- [What you are asked to do]: Beginning with the line that contains "Tag the lips", extract each line through the end of the listing below, with no additions or omissions.
========================================================================
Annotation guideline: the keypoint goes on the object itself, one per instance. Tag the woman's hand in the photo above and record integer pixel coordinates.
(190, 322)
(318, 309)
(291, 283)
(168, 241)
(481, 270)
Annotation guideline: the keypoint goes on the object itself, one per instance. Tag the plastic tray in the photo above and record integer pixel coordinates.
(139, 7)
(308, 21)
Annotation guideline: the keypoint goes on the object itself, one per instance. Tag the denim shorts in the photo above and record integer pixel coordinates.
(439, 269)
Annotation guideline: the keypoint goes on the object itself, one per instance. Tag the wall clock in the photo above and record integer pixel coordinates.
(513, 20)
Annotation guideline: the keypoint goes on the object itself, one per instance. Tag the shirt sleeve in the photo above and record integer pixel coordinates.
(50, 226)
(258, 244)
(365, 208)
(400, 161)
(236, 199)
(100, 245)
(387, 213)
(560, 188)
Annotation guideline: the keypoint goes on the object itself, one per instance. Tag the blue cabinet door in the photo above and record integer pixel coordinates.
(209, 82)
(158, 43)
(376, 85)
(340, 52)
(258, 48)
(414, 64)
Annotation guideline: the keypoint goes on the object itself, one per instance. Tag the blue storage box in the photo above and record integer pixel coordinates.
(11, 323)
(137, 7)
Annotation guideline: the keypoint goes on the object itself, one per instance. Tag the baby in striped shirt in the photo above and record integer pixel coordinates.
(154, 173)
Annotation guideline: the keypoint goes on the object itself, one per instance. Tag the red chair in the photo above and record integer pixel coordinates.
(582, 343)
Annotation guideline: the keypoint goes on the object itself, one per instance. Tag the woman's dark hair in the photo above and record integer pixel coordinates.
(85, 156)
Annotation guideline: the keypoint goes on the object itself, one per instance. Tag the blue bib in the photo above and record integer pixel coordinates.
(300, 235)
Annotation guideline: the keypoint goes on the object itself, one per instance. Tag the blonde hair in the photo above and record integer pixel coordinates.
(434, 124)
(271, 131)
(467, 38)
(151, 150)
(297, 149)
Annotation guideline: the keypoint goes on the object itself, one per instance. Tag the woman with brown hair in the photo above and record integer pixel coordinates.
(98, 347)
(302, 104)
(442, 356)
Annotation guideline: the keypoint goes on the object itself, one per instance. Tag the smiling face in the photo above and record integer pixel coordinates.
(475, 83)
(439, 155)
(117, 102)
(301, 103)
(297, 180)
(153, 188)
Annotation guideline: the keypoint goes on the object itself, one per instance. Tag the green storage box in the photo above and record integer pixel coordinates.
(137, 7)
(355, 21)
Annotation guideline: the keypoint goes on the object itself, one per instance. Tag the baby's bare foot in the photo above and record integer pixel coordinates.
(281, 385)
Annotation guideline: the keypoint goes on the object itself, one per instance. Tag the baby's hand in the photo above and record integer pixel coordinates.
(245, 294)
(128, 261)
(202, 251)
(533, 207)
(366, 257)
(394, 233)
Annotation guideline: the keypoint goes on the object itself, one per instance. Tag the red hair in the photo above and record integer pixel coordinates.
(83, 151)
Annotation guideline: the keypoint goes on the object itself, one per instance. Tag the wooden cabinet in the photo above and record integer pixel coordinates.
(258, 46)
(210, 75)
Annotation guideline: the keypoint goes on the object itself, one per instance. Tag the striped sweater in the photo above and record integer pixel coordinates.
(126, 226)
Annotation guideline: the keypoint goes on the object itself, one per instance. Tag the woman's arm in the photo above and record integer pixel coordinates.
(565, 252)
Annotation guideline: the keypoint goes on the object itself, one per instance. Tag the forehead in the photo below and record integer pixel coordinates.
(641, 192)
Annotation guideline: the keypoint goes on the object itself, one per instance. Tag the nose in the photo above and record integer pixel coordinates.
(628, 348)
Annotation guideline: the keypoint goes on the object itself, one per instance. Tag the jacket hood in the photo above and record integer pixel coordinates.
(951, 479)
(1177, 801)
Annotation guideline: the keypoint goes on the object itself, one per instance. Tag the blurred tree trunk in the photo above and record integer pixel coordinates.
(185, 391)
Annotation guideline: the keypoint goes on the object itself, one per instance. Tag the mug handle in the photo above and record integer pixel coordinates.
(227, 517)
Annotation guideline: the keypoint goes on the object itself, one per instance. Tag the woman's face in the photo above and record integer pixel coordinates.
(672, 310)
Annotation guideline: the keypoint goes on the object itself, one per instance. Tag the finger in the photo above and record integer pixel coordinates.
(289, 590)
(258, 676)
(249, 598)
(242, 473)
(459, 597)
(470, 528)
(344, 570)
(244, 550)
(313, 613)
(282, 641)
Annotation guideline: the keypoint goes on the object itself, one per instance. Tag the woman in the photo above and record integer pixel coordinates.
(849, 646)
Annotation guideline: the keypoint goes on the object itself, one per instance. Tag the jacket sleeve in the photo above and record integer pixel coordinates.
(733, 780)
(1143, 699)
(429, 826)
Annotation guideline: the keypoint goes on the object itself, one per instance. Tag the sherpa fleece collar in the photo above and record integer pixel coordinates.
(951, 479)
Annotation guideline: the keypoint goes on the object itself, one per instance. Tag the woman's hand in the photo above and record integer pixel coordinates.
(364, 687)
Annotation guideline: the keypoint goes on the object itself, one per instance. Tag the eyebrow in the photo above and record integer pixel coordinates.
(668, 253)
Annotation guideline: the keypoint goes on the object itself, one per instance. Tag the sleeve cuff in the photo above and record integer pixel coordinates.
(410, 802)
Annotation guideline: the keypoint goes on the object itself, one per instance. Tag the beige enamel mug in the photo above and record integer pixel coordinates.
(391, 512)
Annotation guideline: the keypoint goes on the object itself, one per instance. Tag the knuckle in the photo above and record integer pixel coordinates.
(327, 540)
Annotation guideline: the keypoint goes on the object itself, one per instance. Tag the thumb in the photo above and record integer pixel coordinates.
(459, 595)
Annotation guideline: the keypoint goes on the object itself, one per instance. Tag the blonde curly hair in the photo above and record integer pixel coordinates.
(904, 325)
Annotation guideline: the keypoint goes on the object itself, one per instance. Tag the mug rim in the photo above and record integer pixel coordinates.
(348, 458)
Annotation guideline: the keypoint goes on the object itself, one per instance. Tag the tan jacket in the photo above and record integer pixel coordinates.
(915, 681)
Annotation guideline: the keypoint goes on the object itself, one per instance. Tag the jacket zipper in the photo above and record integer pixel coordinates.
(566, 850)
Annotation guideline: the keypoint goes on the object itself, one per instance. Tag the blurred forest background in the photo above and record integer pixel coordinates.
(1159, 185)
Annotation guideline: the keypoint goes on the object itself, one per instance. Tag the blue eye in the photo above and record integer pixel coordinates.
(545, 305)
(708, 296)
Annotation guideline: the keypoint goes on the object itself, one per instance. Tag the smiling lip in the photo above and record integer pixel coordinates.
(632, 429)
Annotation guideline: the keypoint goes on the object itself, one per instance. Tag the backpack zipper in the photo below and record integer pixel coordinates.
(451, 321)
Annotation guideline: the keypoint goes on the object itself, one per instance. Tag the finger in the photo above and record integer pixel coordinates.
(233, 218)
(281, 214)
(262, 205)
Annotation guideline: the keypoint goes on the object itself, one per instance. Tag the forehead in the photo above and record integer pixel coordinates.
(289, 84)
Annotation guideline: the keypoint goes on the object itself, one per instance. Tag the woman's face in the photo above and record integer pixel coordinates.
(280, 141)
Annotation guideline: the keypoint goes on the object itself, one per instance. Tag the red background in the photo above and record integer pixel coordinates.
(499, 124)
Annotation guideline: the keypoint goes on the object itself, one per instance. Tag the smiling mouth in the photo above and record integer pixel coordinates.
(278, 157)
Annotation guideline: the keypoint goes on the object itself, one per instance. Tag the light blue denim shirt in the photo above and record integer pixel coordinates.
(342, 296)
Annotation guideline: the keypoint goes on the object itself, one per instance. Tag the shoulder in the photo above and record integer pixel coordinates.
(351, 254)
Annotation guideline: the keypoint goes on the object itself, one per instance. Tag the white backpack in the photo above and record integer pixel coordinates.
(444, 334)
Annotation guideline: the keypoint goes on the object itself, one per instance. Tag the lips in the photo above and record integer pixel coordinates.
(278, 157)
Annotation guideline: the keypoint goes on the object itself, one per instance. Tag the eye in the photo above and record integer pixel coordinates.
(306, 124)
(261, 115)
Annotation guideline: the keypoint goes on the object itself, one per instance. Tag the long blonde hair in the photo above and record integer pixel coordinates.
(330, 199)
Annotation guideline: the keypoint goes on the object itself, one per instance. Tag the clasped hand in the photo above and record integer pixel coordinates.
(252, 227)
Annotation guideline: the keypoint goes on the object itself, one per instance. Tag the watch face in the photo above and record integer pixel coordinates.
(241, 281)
========================================================================
- [Task result]:
Annotation guideline: the keypoint goes on the object itself, one per instance. Tag the lips in the photo above and record integer pixel coordinates.
(278, 157)
Annotation guideline: the keypoint goes on the object itself, one per instance. Tag the eye in the photo above and record integer pixel coordinates.
(306, 124)
(261, 115)
Annotation guideline: the keypoint goes on the object itself, one per instance. Tag the long blonde hair in the photo above and record integer pixel coordinates.
(330, 199)
Annotation guideline: the keypoint goes on the object itself, one per instance. Tag the clasped hand in the photo above and record integer pixel coordinates.
(252, 227)
Annotation guideline: the keypoint goes on the object itself, one per instance. Tag the watch face in the photo above and record integer pixel coordinates.
(241, 281)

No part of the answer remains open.